> Directive A: From the payroll analytics passage, copy word for word the part that begins with the words containing "But if you don’t" and ends with "of employee absences.".
> Directive B: In the payroll analytics passage, what percentage of employee absences do companies cover by paying other employees overtime, according to the Society for Human Resource Management?

> Page extract:
But if you don’t select what questions you want to analyze in your payroll reports, big data is just a collection of numbers on a spreadsheet. There’s a lot of actionable knowledge in there if you know how to find it. A good place to start is looking at what you can learn from analyzing absenteeism patterns, attrition rates and the real cost of hiring temporary workers.

Finding the hidden messages in absenteeism

The costs to your bottom line of absentee workers are well documented. A 2016 Gallup-Healthways study determined that absenteeism costs employers $84 billion annually in lost productivity. There’s also the direct cost to your payroll as the Society for Human Resource Management (SHRM) has found that companies pay other employees overtime to cover 47% of employee absences.

The typical starting point in the absentee analysis is the duration of absences. While helpful, focusing on absence duration gives too much weight to the rarer instances of extended employee illness. Having two employees on extended sick leave doesn’t necessarily indicate an absentee problem or cause the largest portion of costs associated with absenteeism. Indeed, it’s the micro-absences, especially in shift work, that kill your bottom line. People coming in late, taking breaks that are too long or leaving early.

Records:
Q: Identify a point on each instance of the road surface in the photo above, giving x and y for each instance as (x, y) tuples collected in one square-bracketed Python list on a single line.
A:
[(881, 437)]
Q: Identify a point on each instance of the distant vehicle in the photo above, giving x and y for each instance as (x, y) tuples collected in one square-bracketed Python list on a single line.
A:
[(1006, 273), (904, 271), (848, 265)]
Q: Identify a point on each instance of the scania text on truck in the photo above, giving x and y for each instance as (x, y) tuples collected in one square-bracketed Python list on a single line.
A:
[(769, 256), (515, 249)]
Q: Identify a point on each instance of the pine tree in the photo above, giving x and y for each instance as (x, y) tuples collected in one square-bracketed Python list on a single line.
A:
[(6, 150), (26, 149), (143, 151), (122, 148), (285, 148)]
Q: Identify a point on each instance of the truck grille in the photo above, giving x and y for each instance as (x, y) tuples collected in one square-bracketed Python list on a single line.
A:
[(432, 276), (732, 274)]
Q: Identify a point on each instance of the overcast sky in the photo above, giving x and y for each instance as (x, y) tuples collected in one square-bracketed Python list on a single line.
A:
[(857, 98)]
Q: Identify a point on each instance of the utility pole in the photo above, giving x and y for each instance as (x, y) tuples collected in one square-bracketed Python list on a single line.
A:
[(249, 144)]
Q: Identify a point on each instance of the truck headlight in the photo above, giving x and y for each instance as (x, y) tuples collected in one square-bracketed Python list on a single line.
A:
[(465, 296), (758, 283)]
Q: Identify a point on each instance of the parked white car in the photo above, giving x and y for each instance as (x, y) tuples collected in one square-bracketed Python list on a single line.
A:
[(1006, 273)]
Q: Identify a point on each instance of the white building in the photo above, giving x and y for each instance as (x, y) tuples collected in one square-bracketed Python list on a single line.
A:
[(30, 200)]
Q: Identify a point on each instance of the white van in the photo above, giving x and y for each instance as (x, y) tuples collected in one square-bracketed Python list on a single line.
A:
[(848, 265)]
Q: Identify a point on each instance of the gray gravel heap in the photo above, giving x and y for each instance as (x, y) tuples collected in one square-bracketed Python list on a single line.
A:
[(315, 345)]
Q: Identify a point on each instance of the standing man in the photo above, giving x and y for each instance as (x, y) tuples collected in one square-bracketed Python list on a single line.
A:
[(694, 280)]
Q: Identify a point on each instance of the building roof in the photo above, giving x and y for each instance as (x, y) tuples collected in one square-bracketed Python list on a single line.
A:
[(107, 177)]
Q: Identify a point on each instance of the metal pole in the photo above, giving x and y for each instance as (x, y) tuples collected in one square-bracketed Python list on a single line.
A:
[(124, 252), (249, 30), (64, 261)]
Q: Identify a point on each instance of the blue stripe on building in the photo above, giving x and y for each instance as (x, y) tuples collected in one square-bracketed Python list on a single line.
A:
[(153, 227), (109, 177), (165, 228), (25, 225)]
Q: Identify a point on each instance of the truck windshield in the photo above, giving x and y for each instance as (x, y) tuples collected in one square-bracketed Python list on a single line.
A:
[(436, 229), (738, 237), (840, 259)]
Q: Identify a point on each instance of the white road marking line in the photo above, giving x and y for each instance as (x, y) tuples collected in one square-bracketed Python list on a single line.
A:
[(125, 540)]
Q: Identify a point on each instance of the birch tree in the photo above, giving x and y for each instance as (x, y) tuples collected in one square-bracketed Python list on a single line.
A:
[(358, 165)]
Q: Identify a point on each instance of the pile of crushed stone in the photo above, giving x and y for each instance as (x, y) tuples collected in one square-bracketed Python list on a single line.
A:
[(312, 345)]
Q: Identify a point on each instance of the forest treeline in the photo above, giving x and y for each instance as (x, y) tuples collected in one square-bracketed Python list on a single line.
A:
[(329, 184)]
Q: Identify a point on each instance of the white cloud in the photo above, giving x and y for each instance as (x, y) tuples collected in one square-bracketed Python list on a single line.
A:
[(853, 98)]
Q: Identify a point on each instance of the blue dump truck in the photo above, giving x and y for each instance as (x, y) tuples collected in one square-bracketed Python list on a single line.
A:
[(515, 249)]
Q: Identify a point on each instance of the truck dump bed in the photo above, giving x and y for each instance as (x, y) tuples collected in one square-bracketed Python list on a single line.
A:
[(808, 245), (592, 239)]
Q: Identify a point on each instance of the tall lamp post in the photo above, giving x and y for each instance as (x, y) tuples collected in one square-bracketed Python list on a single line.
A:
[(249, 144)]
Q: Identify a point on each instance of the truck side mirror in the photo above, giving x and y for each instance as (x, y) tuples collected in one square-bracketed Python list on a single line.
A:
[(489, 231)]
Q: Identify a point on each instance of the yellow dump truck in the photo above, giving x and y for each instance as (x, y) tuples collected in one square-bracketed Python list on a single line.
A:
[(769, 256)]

> Reply A:
But if you don’t select what questions you want to analyze in your payroll reports, big data is just a collection of numbers on a spreadsheet. There’s a lot of actionable knowledge in there if you know how to find it. A good place to start is looking at what you can learn from analyzing absenteeism patterns, attrition rates and the real cost of hiring temporary workers.

Finding the hidden messages in absenteeism

The costs to your bottom line of absentee workers are well documented. A 2016 Gallup-Healthways study determined that absenteeism costs employers $84 billion annually in lost productivity. There’s also the direct cost to your payroll as the Society for Human Resource Management (SHRM) has found that companies pay other employees overtime to cover 47% of employee absences.

> Reply B: 47%